PROMPT
Copy out every line of the data below word for word, leaving out the pictures.

GIVEN ENTRIES
------------------------

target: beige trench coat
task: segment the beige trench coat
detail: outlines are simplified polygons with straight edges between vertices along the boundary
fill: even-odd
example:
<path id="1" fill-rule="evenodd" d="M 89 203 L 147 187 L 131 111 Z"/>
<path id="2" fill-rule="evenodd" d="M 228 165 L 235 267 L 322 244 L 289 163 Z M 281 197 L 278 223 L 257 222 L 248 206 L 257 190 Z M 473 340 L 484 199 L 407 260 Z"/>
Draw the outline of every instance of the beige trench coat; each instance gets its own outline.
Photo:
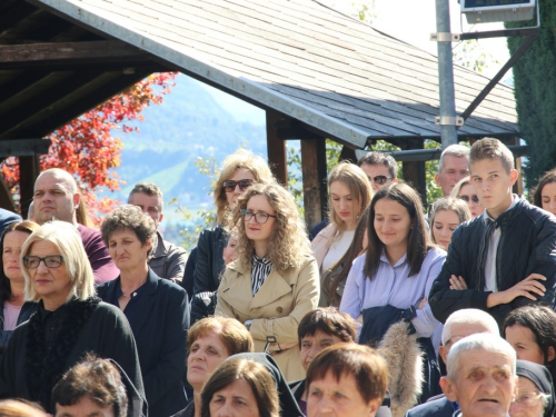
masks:
<path id="1" fill-rule="evenodd" d="M 297 327 L 306 312 L 317 308 L 319 297 L 318 267 L 314 257 L 307 257 L 299 269 L 290 268 L 279 274 L 272 268 L 255 297 L 251 267 L 244 269 L 239 261 L 235 261 L 224 272 L 215 314 L 235 317 L 241 322 L 252 320 L 249 331 L 255 351 L 264 351 L 267 338 L 271 340 L 272 337 L 281 346 L 291 346 L 271 355 L 286 380 L 294 381 L 305 378 Z M 277 349 L 277 344 L 272 349 Z"/>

------------------------

SOLUTION BELOW
target: beige trench coat
task: segment the beige trench coat
detail: outlines are simplified polygons with straight edges between vertices along the boundary
fill: even-odd
example:
<path id="1" fill-rule="evenodd" d="M 89 203 L 147 187 L 131 111 Z"/>
<path id="2" fill-rule="evenodd" d="M 228 165 L 235 267 L 322 244 L 289 163 Z M 281 197 L 278 223 L 257 222 L 248 206 L 257 190 Z M 473 340 L 484 199 L 407 260 Z"/>
Draw the outline of every instance of the beige trench coat; each instance gets its own outline.
Photo:
masks:
<path id="1" fill-rule="evenodd" d="M 297 327 L 306 312 L 317 308 L 319 297 L 318 267 L 314 257 L 307 257 L 299 269 L 290 268 L 279 274 L 272 268 L 255 297 L 251 267 L 244 269 L 239 261 L 235 261 L 224 272 L 215 314 L 235 317 L 241 322 L 252 320 L 249 331 L 255 351 L 264 351 L 267 338 L 271 340 L 272 337 L 281 346 L 291 346 L 271 355 L 286 380 L 294 381 L 305 378 Z M 277 349 L 277 344 L 272 349 Z"/>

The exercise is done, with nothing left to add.